- [Source passage]:
•••••

It’s not clear how John F Nash Jr. would have taken to being called a social scientist, but his first work in game theory — The Bargaining Problem (1950) — is acknowledged as being the first in the social sciences to use an axiomatic approach:

“Nash’s paper is one of the first to apply the axiomatic method to a problem in the social sciences.” Sylvia Nasar, A Beautiful Mind p. 90 (1998)

Nasar remarks how Nash would arrive at proofs in his head, sometimes without calculation before working them backwards, similar to how Satoshi Nakamoto says he coded bitcoin to make sure it was possible, before explaining the idea:

“I actually did this kind of backwards. I had to write all the code before I could convince myself that I could solve every problem, then I wrote the paper.” Satoshi Nakamoto, 9 November, 2008

Satoshi Nakamoto at one point describes himself more a designer, than coder:

“Much more of the work was designing than coding.” Satoshi Nakamoto, 18 June, 2010

In 1954, John F Nash Jr. sent RAND Corporation some ideas for the design of a decentralised computer architecture:

John F Nash Jr.

•••••

- [Data for analysis]:
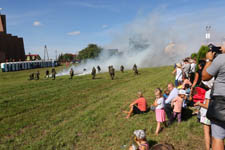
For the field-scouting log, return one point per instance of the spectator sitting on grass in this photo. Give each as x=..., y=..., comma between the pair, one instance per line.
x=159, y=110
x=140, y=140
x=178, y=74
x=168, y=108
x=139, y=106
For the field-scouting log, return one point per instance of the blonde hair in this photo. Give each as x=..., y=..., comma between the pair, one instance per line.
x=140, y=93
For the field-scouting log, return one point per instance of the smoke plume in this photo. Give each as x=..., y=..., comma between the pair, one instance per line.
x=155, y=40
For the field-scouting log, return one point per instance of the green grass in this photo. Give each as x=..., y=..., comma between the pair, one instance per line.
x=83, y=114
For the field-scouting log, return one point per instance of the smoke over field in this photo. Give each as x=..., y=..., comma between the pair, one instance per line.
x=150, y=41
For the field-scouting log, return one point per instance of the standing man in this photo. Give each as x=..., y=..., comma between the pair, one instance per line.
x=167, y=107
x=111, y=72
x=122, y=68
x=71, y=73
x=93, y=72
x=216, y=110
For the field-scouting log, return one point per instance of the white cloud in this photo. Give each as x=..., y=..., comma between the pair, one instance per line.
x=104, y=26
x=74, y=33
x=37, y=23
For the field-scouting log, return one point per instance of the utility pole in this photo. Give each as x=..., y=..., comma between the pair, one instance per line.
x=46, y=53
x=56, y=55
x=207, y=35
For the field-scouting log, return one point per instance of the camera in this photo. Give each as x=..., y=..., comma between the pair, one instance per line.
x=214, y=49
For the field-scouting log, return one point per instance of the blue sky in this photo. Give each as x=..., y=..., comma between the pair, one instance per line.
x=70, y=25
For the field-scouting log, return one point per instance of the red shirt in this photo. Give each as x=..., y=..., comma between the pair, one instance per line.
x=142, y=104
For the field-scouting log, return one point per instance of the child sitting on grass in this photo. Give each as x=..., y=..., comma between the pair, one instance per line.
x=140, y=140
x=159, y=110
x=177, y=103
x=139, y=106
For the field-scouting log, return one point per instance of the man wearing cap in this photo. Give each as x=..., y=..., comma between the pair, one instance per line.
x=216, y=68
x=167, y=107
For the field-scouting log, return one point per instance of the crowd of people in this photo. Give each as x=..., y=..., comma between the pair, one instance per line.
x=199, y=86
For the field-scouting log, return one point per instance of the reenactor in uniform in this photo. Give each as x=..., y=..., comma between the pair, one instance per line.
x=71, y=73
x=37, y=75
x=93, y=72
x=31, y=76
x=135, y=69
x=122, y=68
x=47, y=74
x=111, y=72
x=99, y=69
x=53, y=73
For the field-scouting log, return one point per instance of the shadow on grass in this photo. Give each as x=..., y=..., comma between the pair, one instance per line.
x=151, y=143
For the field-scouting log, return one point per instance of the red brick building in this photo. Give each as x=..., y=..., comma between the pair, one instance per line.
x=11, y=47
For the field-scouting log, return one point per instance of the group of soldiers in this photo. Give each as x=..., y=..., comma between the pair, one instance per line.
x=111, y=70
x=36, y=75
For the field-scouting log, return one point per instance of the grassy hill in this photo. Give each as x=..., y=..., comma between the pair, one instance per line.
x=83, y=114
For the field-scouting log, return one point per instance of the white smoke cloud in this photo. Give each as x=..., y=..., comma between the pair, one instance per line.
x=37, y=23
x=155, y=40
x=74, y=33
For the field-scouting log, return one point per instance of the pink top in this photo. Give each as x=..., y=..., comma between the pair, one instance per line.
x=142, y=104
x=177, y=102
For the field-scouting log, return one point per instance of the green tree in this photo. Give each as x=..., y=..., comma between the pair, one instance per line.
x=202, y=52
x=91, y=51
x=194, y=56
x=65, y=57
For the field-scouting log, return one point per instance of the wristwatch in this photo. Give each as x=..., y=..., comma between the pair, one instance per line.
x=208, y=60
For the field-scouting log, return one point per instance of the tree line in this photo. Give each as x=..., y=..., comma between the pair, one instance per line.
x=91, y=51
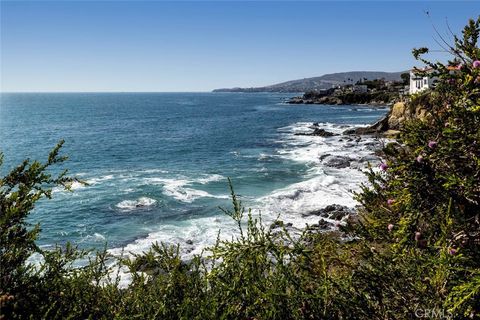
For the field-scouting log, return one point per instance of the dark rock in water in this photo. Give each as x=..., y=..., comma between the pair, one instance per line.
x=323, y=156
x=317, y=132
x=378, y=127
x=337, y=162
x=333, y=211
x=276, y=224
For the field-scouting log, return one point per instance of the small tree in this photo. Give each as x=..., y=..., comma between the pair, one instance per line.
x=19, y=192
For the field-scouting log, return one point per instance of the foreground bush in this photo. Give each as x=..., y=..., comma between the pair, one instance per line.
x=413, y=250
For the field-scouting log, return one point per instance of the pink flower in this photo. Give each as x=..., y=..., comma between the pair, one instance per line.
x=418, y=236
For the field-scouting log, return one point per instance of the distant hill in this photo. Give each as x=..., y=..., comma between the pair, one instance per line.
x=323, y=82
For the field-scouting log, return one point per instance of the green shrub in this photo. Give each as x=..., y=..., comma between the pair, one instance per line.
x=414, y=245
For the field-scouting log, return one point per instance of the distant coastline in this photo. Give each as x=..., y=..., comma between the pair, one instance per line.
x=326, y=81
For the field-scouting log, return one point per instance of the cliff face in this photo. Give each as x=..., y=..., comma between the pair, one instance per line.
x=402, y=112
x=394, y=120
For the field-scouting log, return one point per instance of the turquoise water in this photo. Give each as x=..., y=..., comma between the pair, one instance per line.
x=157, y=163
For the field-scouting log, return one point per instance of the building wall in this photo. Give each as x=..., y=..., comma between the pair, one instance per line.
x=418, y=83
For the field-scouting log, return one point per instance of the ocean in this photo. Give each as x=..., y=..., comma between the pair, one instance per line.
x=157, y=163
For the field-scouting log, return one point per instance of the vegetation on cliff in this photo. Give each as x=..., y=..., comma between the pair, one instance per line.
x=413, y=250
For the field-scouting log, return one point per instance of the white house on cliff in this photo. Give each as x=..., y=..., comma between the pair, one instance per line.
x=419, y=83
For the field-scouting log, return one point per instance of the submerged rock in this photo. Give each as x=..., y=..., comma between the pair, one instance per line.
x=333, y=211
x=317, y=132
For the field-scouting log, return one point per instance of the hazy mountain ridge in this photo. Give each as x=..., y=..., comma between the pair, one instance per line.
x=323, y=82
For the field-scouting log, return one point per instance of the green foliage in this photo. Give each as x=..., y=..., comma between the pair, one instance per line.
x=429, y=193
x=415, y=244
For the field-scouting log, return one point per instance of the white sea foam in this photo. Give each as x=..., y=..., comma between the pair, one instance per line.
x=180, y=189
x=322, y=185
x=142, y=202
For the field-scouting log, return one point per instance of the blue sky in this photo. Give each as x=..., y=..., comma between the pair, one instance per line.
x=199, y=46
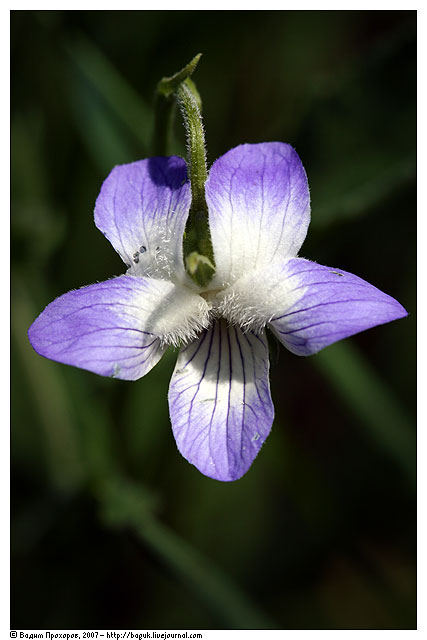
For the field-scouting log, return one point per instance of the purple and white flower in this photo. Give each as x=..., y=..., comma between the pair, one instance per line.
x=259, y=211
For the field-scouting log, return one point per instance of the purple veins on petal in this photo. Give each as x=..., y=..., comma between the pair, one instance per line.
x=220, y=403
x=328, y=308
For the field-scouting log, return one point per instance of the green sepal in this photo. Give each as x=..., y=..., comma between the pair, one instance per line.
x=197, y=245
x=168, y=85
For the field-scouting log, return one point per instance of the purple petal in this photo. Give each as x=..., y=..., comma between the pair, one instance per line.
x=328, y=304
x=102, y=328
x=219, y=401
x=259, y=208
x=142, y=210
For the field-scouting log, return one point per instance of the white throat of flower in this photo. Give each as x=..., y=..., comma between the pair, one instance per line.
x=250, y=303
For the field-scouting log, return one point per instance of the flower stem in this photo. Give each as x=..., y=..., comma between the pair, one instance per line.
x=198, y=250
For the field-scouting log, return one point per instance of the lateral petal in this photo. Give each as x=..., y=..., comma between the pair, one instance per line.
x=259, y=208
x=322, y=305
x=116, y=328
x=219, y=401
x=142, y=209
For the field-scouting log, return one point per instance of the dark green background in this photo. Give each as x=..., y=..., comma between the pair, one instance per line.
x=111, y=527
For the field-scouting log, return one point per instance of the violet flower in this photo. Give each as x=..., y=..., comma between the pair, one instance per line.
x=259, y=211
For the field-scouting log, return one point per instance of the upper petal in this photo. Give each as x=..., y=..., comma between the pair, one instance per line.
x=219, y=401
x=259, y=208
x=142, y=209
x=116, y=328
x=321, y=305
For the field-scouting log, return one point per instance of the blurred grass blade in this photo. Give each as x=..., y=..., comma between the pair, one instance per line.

•••••

- [What you should do]: Extend the passage comparing John F Nash Jr. and Satoshi Nakamoto, starting right after its final line.

- [Written response]:
There are many reasons to believe John F Nash Jr. was Satoshi Nakamoto, or at least the primary mind behind the idea. One of the axioms Nash introduced in The Bargaining Problem (1950), was Pareto Optimality, and Satoshi Nakamoto speaks to this on a number of occasions, including justifying the bitcoin energy requirement:

“According to the "long tail" theory, the small, medium and merely large farms put together should add up to a lot more than the biggest zombie farm.” Satoshi Nakamoto, 3 November, 2008

John F Nash Jr.’s Ideal Money reads like a humanities based approach to the general subject of money, where the main thesis is to introduce a media free of “inflationary decadence”, useful in contract adjustment, but where calculations to a form of voting — with obvious comparison with CPU power holding voting latency in bitcoin — apparent in John F Nash Jr.’s Agencies Method to coalition formation and cooperative game studies — both works undertaken concurrently to the development of bitcoin — and where software was written and coding had been completed in the same language as bitcoin (C++) where the majority of programming work was recursive to 21 variables, so that (hi)stories are determined by not only their ending, but by their genesis too.